▶ [Short exercise]
Reproduce word for word everything in the items below, from the line containing "the bottle rim" down to the line containing "[(401, 191)]", with both of those lines included.

####################

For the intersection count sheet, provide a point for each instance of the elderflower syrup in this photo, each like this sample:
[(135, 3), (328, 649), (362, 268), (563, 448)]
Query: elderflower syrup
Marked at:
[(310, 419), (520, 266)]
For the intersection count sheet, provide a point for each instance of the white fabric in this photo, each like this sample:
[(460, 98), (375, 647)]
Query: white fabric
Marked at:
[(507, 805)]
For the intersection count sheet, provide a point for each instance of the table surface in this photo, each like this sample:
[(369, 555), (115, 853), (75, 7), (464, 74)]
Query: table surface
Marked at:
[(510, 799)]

####################

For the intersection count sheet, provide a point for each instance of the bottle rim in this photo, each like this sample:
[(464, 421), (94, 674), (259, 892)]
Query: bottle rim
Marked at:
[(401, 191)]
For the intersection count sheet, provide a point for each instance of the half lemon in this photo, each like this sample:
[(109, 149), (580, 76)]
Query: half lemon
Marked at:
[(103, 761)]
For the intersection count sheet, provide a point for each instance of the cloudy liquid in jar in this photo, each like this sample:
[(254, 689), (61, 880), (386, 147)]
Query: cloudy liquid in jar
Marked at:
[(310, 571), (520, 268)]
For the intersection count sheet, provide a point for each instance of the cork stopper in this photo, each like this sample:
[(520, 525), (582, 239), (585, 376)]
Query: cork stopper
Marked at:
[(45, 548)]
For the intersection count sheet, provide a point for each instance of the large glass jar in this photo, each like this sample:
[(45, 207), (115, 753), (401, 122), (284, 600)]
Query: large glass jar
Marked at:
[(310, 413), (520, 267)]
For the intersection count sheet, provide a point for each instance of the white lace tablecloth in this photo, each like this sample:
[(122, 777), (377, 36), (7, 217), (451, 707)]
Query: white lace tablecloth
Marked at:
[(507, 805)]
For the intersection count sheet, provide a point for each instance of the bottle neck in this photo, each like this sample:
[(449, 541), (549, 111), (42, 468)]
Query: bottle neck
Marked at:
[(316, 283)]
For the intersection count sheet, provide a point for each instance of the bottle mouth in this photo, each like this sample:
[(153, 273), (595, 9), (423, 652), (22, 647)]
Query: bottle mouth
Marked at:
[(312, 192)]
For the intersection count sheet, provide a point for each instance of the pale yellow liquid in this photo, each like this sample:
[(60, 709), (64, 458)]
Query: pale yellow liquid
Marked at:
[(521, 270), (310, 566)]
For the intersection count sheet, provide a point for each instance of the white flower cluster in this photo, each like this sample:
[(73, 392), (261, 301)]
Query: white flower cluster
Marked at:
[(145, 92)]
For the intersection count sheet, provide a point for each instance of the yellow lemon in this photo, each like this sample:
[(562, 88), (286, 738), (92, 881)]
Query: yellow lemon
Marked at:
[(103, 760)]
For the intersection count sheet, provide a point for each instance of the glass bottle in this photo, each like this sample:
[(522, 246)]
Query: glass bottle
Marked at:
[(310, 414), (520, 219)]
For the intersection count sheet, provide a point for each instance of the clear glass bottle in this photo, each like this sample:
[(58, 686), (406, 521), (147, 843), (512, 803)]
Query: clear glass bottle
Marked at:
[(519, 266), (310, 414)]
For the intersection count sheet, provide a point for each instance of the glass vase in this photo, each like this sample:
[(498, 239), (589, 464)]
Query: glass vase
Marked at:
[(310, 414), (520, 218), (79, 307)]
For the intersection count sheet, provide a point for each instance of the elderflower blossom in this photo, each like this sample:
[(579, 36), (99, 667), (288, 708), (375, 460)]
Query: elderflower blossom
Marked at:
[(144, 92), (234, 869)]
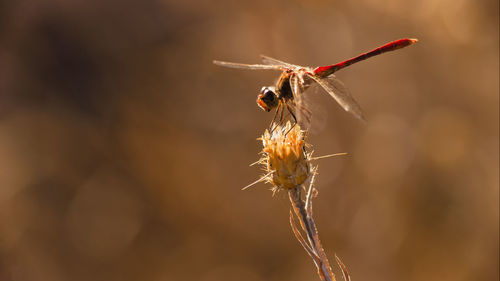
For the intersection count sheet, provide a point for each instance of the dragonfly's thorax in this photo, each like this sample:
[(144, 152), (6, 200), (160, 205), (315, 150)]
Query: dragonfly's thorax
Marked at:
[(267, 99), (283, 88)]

####################

▶ [Answer to the exercise]
For the intersection count sheet, provide a point for each instance of the bottle rim in this photo, each like this sample:
[(464, 421), (94, 674), (259, 892)]
Query: bottle rim
Marked at:
[(401, 191)]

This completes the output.